● TEXT EXTRACT
-*-

# Wendlers 5/3/1.... on a cut.....



## Itburnstopee (Apr 12, 2017)

So basically can I make strength gains and just throw cardio in to cut fat while eating at about maintenance?

	by cardio I mean a mix of hiit on some days and just running on others. The running is because simple things make me lose my breath easily like climbing stairs, a general feeling of being out of shape......... and sex.......

	I know we all joke here but I don't believe that running will actually hinder strength/muscle gains as long as my diets in check, but that it'll help cut fat

	I just need to stick with a goal and stop looking so far into this stuff


----------



## trodizzle (Apr 12, 2017)

Sounds like a recomp in theory. Should work if your adjust accordingly along the way.


----------



## ECKSRATED (Apr 12, 2017)

It'd be better just to try to maintain your strength if youre going to be doing a big cut, and if u can make some gains then even better. I've never cut but I can imagine the strength loss can be discouraging if strength is a big deal to you. 


And I'm in the same boat as you, I need to get my cardiovascular endurance up just to be healthier.


----------



## jennerrator (Apr 12, 2017)

yea, agree with trod...recomp sounds like what you want?? 

what is the main goal?


----------



## Itburnstopee (Apr 12, 2017)

Jenner said:


> yea, agree with trod...recomp sounds like what you want??
> 
> what is the main goal?



My goals change as I make progress, and I have many, but it's to be stronger, and get to 10% body fat

stats:
6'2
235ish 15% bodyfat

deadlift 440 give or take
bench 290
squat somewhere around 300-315 (multiple knee surgeries)

i wnat a stronger squat and deadlfit mostly. I worked hard to eat and bulk up but I'd like to, like many others, look good during the summer. I have about 30lbs to drop to get to 10%. Yet I obsess over strength and putting more weight on each time. I just discovered I can bench 250x5 today and that felt great


----------



## Itburnstopee (Apr 12, 2017)

trodizzle said:


> Sounds like a recomp in theory. Should work if your adjust accordingly along the way.



Thats kinda what I was thinking but a little faster than a traditional recomp. I've heard of people doing this type of thing just fine but they did it with a bodybuilding routine and used gear


----------



## Milo (Apr 12, 2017)

-*-

● LIST OF TASKS
**a.** Answer these questions using the forum thread about running 5/3/1 during a cut:
(i) What body fat percentage does Itburnstopee want to reach?
(ii) According to trodizzle, what does the plan sound like in theory?
(iii) What two kinds of cardio does the opening post describe?
**b.** List each distinct username that appears as a post header in the forum thread about running 5/3/1 during a cut.
**c.** From the forum thread about running 5/3/1 during a cut, output the passage between "Thats kinda what" and "Milo (Apr 12, 2017)", inclusive.
The records below are drawn from a separate source unrelated to the thread.

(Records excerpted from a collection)

-*-

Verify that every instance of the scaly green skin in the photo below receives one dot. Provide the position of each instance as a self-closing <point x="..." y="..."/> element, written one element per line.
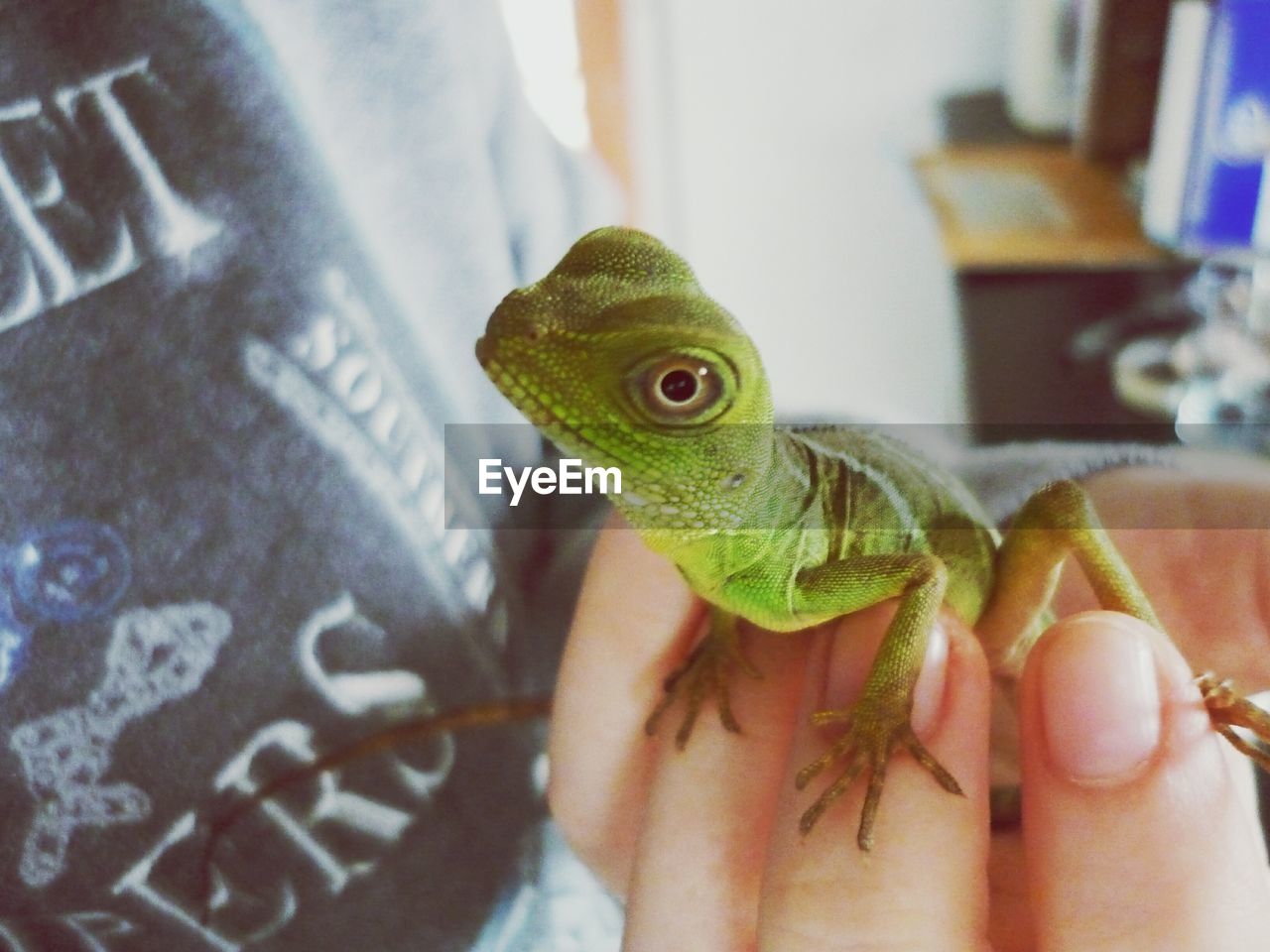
<point x="621" y="359"/>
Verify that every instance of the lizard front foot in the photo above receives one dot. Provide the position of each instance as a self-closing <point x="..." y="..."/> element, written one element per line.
<point x="874" y="731"/>
<point x="1228" y="710"/>
<point x="706" y="671"/>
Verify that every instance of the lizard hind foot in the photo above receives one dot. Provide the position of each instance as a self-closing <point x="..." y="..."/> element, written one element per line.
<point x="706" y="671"/>
<point x="1228" y="708"/>
<point x="867" y="743"/>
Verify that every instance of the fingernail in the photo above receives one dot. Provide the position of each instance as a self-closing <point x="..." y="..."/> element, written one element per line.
<point x="929" y="692"/>
<point x="1100" y="702"/>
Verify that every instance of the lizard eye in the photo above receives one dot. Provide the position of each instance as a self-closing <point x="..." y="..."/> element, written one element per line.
<point x="684" y="389"/>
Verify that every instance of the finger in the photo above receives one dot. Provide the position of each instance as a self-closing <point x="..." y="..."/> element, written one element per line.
<point x="707" y="820"/>
<point x="634" y="621"/>
<point x="924" y="885"/>
<point x="1173" y="527"/>
<point x="1138" y="832"/>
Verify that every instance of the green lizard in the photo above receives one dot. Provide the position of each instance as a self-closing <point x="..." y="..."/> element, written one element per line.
<point x="620" y="358"/>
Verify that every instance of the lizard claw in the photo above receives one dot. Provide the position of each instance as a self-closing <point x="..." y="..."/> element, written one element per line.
<point x="1228" y="710"/>
<point x="705" y="671"/>
<point x="869" y="742"/>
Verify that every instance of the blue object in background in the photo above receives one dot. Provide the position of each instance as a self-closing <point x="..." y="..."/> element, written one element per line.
<point x="1232" y="139"/>
<point x="1206" y="184"/>
<point x="67" y="572"/>
<point x="14" y="639"/>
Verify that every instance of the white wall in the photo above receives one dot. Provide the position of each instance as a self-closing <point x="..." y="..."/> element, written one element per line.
<point x="775" y="141"/>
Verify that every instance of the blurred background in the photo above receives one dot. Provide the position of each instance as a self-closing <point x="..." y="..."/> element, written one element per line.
<point x="1035" y="217"/>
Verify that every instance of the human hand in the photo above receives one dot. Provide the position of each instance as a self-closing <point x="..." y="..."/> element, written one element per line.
<point x="703" y="844"/>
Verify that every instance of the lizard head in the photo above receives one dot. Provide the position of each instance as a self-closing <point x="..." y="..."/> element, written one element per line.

-*-

● LIST OF SOLUTIONS
**a.**
(i) 10% body fat
(ii) A recomp
(iii) HIIT on some days and running on others

**b.**
Itburnstopee
trodizzle
ECKSRATED
jennerrator
Milo

**c.**
Thats kinda what I was thinking but a little faster than a traditional recomp. I've heard of people doing this type of thing just fine but they did it with a bodybuilding routine and used gear


----------



## Milo (Apr 12, 2017)